╭──

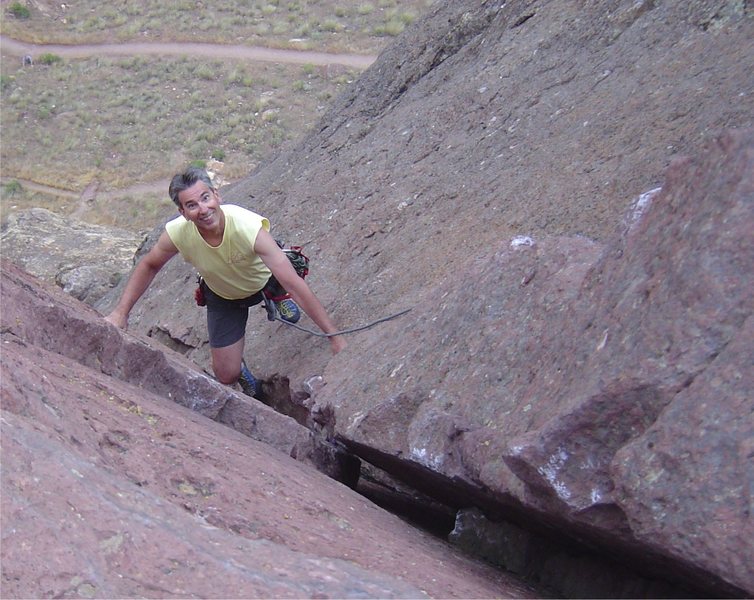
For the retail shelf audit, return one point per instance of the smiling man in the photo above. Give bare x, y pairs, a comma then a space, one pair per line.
239, 262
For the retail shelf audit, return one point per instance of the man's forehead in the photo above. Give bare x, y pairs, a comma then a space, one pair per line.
196, 190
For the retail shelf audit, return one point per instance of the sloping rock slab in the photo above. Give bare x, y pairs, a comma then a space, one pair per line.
113, 490
528, 375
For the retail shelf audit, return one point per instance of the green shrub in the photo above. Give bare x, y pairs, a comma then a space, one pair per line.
5, 82
48, 58
12, 187
19, 10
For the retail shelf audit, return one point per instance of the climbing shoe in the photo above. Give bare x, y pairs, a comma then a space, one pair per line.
247, 381
288, 310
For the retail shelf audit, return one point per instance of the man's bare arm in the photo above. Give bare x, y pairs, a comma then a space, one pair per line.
141, 278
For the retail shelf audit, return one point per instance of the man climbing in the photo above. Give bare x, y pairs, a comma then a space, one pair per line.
239, 262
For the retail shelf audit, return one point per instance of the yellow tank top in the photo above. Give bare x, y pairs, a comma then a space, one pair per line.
232, 270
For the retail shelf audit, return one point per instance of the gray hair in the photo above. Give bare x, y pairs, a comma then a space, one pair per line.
185, 180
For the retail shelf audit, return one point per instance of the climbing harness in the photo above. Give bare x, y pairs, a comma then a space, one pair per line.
273, 292
272, 315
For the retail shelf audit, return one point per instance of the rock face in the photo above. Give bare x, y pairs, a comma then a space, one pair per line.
85, 260
574, 363
112, 489
608, 388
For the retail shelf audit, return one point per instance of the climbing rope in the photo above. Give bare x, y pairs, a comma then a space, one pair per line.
273, 315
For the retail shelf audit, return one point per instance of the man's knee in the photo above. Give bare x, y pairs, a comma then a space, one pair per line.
225, 373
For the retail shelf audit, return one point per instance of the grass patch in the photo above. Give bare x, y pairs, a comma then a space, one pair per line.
335, 26
123, 121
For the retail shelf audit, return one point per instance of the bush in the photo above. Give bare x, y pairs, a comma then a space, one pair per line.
12, 187
19, 11
49, 59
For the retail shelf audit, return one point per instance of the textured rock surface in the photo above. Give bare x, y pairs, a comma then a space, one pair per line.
112, 489
568, 355
488, 121
85, 260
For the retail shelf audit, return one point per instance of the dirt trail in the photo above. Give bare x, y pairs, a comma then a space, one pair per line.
11, 47
254, 53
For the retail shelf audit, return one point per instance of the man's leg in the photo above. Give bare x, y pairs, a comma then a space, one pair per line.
226, 362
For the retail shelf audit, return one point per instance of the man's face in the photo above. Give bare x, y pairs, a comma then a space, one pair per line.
201, 205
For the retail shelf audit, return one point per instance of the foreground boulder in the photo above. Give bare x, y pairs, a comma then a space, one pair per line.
118, 483
85, 260
607, 390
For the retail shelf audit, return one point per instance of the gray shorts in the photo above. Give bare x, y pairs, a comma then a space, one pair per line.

╰──

Restate the final lines of the listing above word for word, beginning at the line that contains "of the dirt".

For the retail shelf audit, return one point per instance of the dirt trail in the photo above. Give bare x, y pairs, a comma then a space, one pair per line.
11, 47
254, 53
For the retail shelf audit, return one point per instance of the man's leg in the photo above. Give bare x, y pairs, a comma then a space, one pair per line.
226, 362
For the retail shelf audit, return one point per instance of the man's face in the photo above. Give bare x, y pairs, a comma then a space, one pair per line.
201, 205
For the retail shelf audit, return one point per instance of the foreground boulder in the photo above. Give bare x, y pairs, a comma then a space, one pair per line.
118, 483
85, 260
607, 390
For the retail shelf audit, return one point per instance of the gray shorts in the photo above. Give bare x, y pairs, a comma then a space, one pair per line.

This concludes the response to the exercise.